Copy all the records exactly; the complete set is the expected result.

Point localization data:
"""
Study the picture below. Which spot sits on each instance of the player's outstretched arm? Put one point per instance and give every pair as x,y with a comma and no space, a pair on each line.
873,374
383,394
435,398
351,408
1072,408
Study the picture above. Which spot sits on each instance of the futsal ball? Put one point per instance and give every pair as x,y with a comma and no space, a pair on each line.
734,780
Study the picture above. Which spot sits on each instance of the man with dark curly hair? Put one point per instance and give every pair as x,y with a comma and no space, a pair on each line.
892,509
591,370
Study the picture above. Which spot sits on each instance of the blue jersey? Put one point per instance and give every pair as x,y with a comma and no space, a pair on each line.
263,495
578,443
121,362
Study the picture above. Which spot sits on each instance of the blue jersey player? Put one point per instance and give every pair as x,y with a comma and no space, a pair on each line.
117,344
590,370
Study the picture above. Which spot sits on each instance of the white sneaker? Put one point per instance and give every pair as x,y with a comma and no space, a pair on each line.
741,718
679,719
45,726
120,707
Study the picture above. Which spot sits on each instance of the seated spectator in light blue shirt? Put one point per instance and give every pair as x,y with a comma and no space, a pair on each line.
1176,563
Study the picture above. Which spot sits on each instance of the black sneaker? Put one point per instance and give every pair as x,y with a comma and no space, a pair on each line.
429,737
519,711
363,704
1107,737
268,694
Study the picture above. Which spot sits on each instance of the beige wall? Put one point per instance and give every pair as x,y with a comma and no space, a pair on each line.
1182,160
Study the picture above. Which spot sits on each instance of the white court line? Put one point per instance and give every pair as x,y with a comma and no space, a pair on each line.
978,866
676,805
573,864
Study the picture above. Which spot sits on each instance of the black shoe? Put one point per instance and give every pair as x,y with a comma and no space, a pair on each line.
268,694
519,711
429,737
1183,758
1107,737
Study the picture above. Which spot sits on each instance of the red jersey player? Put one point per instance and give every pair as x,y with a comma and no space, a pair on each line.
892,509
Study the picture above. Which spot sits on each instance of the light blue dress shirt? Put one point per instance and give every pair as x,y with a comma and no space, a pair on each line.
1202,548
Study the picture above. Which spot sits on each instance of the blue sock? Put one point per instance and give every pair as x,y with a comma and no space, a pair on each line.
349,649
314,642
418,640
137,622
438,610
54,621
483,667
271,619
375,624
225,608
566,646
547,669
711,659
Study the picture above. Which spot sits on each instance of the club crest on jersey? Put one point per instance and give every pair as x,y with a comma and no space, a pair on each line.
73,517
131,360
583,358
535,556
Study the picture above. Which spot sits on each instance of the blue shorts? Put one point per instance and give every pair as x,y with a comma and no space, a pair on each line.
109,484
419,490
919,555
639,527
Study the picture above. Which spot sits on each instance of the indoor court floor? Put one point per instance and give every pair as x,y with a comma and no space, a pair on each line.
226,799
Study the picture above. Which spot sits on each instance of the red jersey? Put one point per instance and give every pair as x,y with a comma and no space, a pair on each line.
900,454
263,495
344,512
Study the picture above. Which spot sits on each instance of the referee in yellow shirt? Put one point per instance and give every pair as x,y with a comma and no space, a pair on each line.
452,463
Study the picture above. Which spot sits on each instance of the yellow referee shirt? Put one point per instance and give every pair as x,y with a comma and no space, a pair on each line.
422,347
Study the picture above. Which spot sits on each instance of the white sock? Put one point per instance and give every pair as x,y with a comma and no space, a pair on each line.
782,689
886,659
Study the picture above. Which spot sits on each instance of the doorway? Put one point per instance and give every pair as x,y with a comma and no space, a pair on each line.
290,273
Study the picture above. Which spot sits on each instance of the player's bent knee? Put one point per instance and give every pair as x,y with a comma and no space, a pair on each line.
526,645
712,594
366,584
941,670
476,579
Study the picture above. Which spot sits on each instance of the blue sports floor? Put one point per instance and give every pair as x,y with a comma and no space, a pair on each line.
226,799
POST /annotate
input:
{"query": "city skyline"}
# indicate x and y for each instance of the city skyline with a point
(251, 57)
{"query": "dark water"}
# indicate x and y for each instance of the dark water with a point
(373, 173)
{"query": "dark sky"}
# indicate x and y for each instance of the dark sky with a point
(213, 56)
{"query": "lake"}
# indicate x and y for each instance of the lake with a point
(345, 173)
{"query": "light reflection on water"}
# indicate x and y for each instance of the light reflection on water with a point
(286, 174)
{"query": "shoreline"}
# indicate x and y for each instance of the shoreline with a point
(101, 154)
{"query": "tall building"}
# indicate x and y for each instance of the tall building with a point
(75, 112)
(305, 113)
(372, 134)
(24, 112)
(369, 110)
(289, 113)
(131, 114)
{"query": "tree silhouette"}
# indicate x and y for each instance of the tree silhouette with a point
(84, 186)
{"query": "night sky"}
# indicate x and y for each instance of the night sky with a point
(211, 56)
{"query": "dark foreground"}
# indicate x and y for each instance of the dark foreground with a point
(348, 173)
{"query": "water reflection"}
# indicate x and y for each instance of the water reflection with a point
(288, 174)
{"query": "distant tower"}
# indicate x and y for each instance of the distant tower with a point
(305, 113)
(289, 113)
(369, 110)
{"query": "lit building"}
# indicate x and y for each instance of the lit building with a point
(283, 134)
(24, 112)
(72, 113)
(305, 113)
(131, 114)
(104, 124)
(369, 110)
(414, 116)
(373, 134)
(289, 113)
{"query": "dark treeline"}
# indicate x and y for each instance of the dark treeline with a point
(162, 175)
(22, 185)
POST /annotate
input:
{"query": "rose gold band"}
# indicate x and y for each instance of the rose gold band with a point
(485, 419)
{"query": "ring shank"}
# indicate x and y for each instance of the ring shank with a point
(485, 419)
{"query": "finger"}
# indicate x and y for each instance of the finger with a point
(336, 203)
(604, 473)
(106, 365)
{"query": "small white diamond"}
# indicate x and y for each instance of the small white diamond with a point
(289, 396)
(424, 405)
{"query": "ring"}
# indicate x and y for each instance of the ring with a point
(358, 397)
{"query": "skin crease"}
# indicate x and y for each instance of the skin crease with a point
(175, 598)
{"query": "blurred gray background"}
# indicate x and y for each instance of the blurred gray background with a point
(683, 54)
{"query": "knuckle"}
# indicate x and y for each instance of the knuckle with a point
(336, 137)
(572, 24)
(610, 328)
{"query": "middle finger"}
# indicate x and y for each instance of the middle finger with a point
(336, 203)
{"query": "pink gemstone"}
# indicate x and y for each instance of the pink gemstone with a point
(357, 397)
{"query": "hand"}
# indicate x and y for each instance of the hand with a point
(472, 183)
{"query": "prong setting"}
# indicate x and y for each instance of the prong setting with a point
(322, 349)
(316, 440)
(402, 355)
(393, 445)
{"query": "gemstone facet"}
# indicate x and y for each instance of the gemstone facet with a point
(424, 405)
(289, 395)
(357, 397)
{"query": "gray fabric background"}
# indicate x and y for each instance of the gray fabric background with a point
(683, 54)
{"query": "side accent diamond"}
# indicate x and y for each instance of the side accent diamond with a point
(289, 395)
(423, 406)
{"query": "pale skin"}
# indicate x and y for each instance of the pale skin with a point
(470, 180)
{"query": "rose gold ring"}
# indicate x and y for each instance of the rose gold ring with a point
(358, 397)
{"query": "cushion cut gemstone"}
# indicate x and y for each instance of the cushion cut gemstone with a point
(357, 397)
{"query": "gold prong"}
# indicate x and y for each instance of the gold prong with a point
"""
_SOLUTION FOR THIS TASK_
Study the picture below. Which spot sits on each instance of the player's outstretched arm? Put one point per instance and give every pair as x,y with a comma and no space, a pair on each line.
873,374
383,394
435,398
351,408
1072,408
Study the picture above. Which spot sits on each instance of the futsal ball? Put one point per instance and give every pair as x,y with a comma and no space, a pair on each line.
734,780
Study the picture above. Which spot sits on each instance of the man with dark curly hair? Put one point per instance and give every pair as x,y with a comma and no space, a pair on each line.
892,509
591,370
Study the picture above. Which spot sits on each instance of the blue jersey? Put one point per instance and give every pair as x,y with a comma and no space, a pair on each line.
263,495
578,443
121,362
Study the picture above. Which spot sits on each instance of the blue jersey player? Put one point per instance and give every pair as x,y with a comma and no space, a pair on each line.
117,344
590,370
Study the picture above. Which spot sits on each instance of the white sneaker? Put one point per instance and give every pair as x,y with a comma and no space, a pair on each line.
741,718
679,719
45,726
120,707
Study the picture above. Which spot sits on each instance of the seated spectator in light blue shirt? Put one point per instance and give every pair as x,y with a comma and no space, a pair on each line.
1176,563
Study the picture above. Which spot sits on each instance of the black sneaker? Put one point per instance and give every pair as x,y with a comma and no space, a pair on each line.
429,737
519,711
363,704
1107,737
268,694
Study the picture above. Which spot sits on each instance of the beige wall? Put one point per instance and give every pair as x,y with a comma and no space, a pair on each line.
1182,160
Study the picture above. Which spot sits on each instance of the white court line? Put one point per instance and give every pair as x,y with a comma and no space, a pair on each line.
978,866
676,805
573,864
Study the picture above. Which spot sits on each instance of the black shoe? Put one point per instance and give every pair as x,y with a comma and no space, a pair on each line.
268,694
519,711
429,737
1183,758
1107,737
Study the picture above. Which spot sits on each instance of the red jersey player? Put one point per instance and give every pair as x,y with a comma and no space, a pair on each line.
892,509
Study the picture above. Which spot sits on each instance of the light blue dress shirt? Put one point per instance and give every pair as x,y with a comma and no space, a pair on each line.
1202,548
Study the picture above. Which spot sits on each instance of the blue sock? Put one point per instance and give every pair as x,y with a comma and no space, a pair on each line.
349,649
314,642
418,640
137,622
438,610
54,621
483,667
271,619
375,624
225,608
566,646
547,669
711,659
Study the picture above. Which spot sits on each instance of the club crest on jersey? Put one point per instance and give every pair as x,y with a comma and no space, a pair on each line.
73,517
131,360
583,358
535,556
Study the picture above. Which spot sits on each instance of the blue shorts? Put one point per instance and give every pair as x,y with a comma and no space, a pair on each line.
109,484
419,490
919,555
639,527
Study the picture above. Which spot sits on each instance of the indoor court floor? Put one point per instance and give every pair as x,y with a comma and no space, a pair on each line.
226,799
Study the picture above. Which spot sits on each instance of the red jersey? Put one point per instance and give every pair as x,y with a comma and no space, a pair on each line.
900,454
263,495
344,512
Study the picture above. Which spot sits on each instance of the referee in yellow shirt? Put one point per instance and give every pair as x,y with a comma and no space, a pair on each line.
452,463
Study the picture above. Which spot sits on each instance of the yellow referee shirt? Put one point per instance and give every pair as x,y with a comma and no space, a pair on each line.
422,347
Study the picture above. Which spot sits on each instance of the white sock? Put one point per instance and give every pair as x,y with a comma and no space, a pair on each line.
782,689
886,659
Study the picture above. Which spot sits on each instance of the doorway? Put one point per instance and give every pair as x,y with a comma and no space, a pair on each line.
290,273
Study the picture above. Which spot sits on each instance of the player's bent knee? Put one point per instance and give every pair as x,y with a comma and no space, a pair on each line.
526,645
712,594
366,584
941,670
476,579
Study the picture above. Which spot sits on each instance of the blue sports floor? Put one point per instance and give every pair as x,y with a comma and no space, a pair on each line.
226,799
POST /annotate
input:
{"query": "city skyline"}
# indicate x and y for each instance of the city skyline with a point
(251, 57)
{"query": "dark water"}
# indicate x and y for each instance of the dark water with a point
(373, 173)
{"query": "dark sky"}
# indicate x and y for each instance of the dark sky with a point
(213, 56)
{"query": "lake"}
# indicate x and y for each instance of the lake with a point
(345, 173)
{"query": "light reflection on water"}
# indicate x and y for each instance of the light reflection on water with a point
(286, 174)
{"query": "shoreline"}
# indicate x and y for each instance of the shoreline with a point
(101, 154)
{"query": "tall building"}
# indicate x and y for each instance of the tall building with a point
(75, 112)
(305, 113)
(372, 134)
(24, 112)
(369, 110)
(289, 113)
(131, 114)
{"query": "tree silhouette"}
# indicate x and y for each instance of the tree silhouette with a point
(84, 186)
{"query": "night sky"}
# indicate x and y for each instance of the night sky with a point
(211, 56)
{"query": "dark foreground"}
# indicate x and y for each instance of the dark foreground with a point
(348, 173)
{"query": "water reflection"}
# indicate x and y for each instance of the water reflection with a point
(288, 174)
{"query": "distant tower"}
# indicate x and y for each instance of the distant tower with a point
(305, 113)
(289, 113)
(369, 110)
{"query": "lit building"}
# indicate x and y for each instance of the lit building with a point
(283, 134)
(24, 112)
(72, 113)
(305, 113)
(131, 114)
(104, 124)
(369, 110)
(414, 116)
(373, 134)
(289, 113)
{"query": "dark treeline"}
# indicate x and y for each instance of the dark treeline with a point
(162, 175)
(22, 185)
POST /annotate
input:
{"query": "rose gold band"}
# indicate x and y for each instance of the rose gold band with a point
(485, 419)
{"query": "ring shank"}
# indicate x and y for each instance of the ring shank with a point
(485, 419)
{"query": "finger"}
# indicate x and y for each instance of the finger with a point
(336, 203)
(604, 473)
(106, 365)
{"query": "small white diamond"}
# indicate x and y for each instance of the small white diamond with a point
(289, 396)
(424, 405)
{"query": "ring"}
# indicate x and y for each instance of the ring with a point
(358, 397)
{"query": "skin crease"}
# indicate x and y for each instance of the skin crease with a point
(175, 598)
{"query": "blurred gray background"}
# indicate x and y for each instance of the blurred gray background with a point
(683, 54)
{"query": "knuckle"}
# indicate x and y for each instance of the knuckle with a point
(336, 137)
(572, 24)
(610, 328)
{"query": "middle finger"}
# indicate x and y for each instance of the middle finger with a point
(336, 203)
{"query": "pink gemstone"}
# indicate x and y for each instance of the pink gemstone with a point
(357, 397)
{"query": "hand"}
# indicate x and y for each instance of the hand with a point
(472, 183)
{"query": "prong setting"}
# indicate x and y for each instance of the prong setting with a point
(322, 349)
(316, 440)
(402, 355)
(393, 445)
{"query": "gemstone facet"}
# indicate x and y for each instance of the gemstone facet with a point
(424, 405)
(289, 395)
(357, 397)
{"query": "gray fabric background"}
# indicate x and y for each instance of the gray fabric background with a point
(683, 54)
{"query": "side accent diamond"}
# indicate x and y for each instance of the side accent diamond with a point
(289, 395)
(423, 406)
{"query": "pale skin"}
# indicate x and y for each instance of the pale skin with a point
(470, 180)
{"query": "rose gold ring"}
# indicate x and y for each instance of the rose gold ring with a point
(358, 397)
{"query": "cushion cut gemstone"}
# indicate x and y for each instance of the cushion cut gemstone with a point
(357, 397)
{"query": "gold prong"}
# indicate x and y for each instance of the gold prong with a point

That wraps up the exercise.